Top of Information
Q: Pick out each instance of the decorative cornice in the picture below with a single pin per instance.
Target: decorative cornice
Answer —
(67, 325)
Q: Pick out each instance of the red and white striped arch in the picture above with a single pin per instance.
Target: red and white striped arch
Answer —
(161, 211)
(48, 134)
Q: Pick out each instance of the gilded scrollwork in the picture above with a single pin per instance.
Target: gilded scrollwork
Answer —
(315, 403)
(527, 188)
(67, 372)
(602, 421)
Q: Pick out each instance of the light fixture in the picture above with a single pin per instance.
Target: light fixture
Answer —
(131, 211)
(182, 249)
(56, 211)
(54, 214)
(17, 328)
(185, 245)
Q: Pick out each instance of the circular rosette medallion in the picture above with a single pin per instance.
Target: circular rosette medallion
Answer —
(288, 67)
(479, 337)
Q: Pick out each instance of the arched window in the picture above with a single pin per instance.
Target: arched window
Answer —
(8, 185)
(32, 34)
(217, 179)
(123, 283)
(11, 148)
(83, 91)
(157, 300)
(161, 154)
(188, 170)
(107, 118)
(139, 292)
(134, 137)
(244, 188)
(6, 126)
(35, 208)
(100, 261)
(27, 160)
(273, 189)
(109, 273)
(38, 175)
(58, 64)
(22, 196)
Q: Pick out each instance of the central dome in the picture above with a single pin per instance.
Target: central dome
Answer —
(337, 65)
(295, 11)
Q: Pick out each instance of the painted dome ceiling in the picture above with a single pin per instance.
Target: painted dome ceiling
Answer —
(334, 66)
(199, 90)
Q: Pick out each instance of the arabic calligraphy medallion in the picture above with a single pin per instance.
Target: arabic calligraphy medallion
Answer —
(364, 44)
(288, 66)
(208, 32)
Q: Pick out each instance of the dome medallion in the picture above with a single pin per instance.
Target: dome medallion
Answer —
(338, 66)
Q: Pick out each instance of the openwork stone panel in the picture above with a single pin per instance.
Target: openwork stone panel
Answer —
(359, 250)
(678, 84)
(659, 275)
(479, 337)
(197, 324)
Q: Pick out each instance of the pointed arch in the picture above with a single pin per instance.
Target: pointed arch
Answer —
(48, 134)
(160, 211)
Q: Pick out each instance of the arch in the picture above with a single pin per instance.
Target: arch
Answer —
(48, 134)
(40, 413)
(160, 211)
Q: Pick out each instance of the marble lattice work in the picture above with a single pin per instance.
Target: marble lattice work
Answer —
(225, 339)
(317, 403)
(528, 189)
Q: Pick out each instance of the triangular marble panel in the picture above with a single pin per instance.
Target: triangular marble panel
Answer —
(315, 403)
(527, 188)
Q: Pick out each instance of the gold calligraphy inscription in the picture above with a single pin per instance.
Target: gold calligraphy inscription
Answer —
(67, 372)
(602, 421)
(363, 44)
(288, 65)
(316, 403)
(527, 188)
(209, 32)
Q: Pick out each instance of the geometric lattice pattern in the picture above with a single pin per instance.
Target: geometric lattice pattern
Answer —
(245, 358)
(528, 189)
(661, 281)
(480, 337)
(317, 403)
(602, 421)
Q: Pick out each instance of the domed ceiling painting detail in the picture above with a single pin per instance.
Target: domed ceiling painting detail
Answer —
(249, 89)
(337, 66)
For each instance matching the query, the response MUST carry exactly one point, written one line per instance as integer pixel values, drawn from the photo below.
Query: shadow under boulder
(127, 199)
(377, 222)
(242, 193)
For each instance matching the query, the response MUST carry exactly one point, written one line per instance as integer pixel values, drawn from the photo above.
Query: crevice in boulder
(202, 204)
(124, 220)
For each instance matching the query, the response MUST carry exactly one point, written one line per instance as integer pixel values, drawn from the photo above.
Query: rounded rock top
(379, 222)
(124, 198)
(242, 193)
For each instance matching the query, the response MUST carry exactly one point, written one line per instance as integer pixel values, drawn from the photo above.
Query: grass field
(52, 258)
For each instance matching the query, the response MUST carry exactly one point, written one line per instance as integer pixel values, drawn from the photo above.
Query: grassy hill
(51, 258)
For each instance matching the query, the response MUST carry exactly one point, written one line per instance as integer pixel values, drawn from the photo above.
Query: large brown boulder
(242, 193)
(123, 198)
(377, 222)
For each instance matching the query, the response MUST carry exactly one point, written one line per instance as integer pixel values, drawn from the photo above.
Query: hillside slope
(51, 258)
Bottom of Information
__What to do__. This exercise requires the entries above to be restated exactly.

__Task output__.
Q: Pick out each instance of the decorative cornice in the picture below with a single pin per instance.
Target: decorative cornice
Answer —
(67, 325)
Q: Pick out each instance of the red and white striped arch in the picture above with a single pin per instance.
Target: red and white striped arch
Answer —
(161, 211)
(48, 134)
Q: Pick out each instance of the gilded scrollwork in the picture above with a single pin per instance.
Target: gilded scrollwork
Answer —
(315, 403)
(527, 188)
(67, 372)
(602, 421)
Q: Pick out each instance of the light fixture in the picture above with a single pin per instance.
Target: light fixture
Answer —
(131, 211)
(182, 249)
(56, 211)
(54, 214)
(17, 328)
(185, 245)
Q: Pick out each instance of the circular rosette medallion in the picture above with a single pin per instance.
Target: circular rosette medallion
Answer —
(288, 67)
(479, 337)
Q: Pick out each instance of the arched window in the picture above with a single pin per instance.
Target: arched window
Answer —
(8, 185)
(32, 34)
(217, 179)
(123, 283)
(11, 148)
(83, 91)
(157, 300)
(161, 154)
(188, 170)
(107, 118)
(139, 292)
(134, 137)
(244, 188)
(6, 126)
(35, 208)
(100, 261)
(27, 160)
(273, 189)
(109, 273)
(38, 175)
(58, 64)
(22, 196)
Q: Pick out each instance of the central dome in the picture above with a single pin per instance.
Target: central dome
Answer —
(337, 65)
(295, 11)
Q: Pick out each instance of the painted dome ceiling in the picture above with a single pin per instance.
Target: painted dome ceiling
Answer —
(334, 66)
(199, 90)
Q: Pick out each instance of the arabic calligraphy medallion in the picture above with a single pin per instance.
Target: arabic calligraphy medallion
Answer —
(364, 44)
(288, 66)
(208, 32)
Q: Pick out each instance of the dome medallion in the picture above with a single pin per instance.
Target: dome medallion
Answer —
(338, 66)
Q: Pick out each instance of the openwork stone panel in the picture above with a single pin per instance.
Target: openwork stone panel
Answer —
(359, 250)
(678, 84)
(659, 275)
(479, 337)
(197, 324)
Q: Pick out each instance of the pointed arch in the picture above with a single pin per instance.
Target: pointed arch
Answer —
(48, 134)
(160, 211)
Q: Pick out each instance of the arch in the picture above with a single pin per instance.
Target: arch
Answer —
(48, 134)
(40, 413)
(160, 211)
Q: Pick out each instance of the marble lattice work in the picture above with a single pin per instance.
Target: marble lattice work
Answer —
(225, 339)
(317, 403)
(528, 189)
Q: Pick out each instance of the triangular marble panel in the picture above with a single pin per instance.
Target: triangular marble panel
Answer —
(315, 403)
(527, 188)
Q: Pick out each instance of the gold calligraphy inscription in the picture above with a single pin per instance.
Target: gold calligraphy inscription
Answer —
(67, 372)
(602, 421)
(363, 44)
(288, 65)
(316, 403)
(527, 188)
(209, 32)
Q: Pick out each instance of the geometric lattice pattern in the picture above with a single pin per instance.
Target: geometric lattice pattern
Answer —
(245, 358)
(528, 189)
(661, 281)
(480, 337)
(317, 403)
(602, 421)
Q: Pick out each instance of the domed ceiling painting detail in the picture above with a single pin per instance.
Target: domed ceiling painting detail
Answer —
(249, 89)
(337, 66)
For each instance matching the query, the response MUST carry exactly one point, written one line per instance as integer pixel values, drawn from the photo below.
Query: shadow under boulder
(127, 199)
(377, 222)
(242, 193)
For each instance matching the query, the response MUST carry exactly one point, written one line per instance as integer pixel values, drawn from the photo above.
Query: crevice in boulder
(202, 204)
(124, 220)
For each instance matching the query, the response MUST carry exactly one point, written one line per instance as integer pixel values, drawn from the photo above.
Query: rounded rock top
(379, 222)
(124, 198)
(242, 193)
For each instance matching the query, the response MUST carry exactly one point, written one line per instance as integer pixel values, drawn from the photo above.
Query: grass field
(52, 258)
For each instance matching the query, the response MUST carry exactly one point, written one line per instance as integer pixel values, drawn from the photo above.
Query: grassy hill
(51, 258)
For each instance matching the query, the response MUST carry exactly one point, written one line per instance as integer pixel values, drawn from the photo above.
Query: large brown boulder
(242, 193)
(123, 198)
(377, 222)
For each instance matching the query, the response MUST carry exactly one point, written one line per instance as integer pixel values, drawn from the photo above.
Query: hillside slope
(51, 258)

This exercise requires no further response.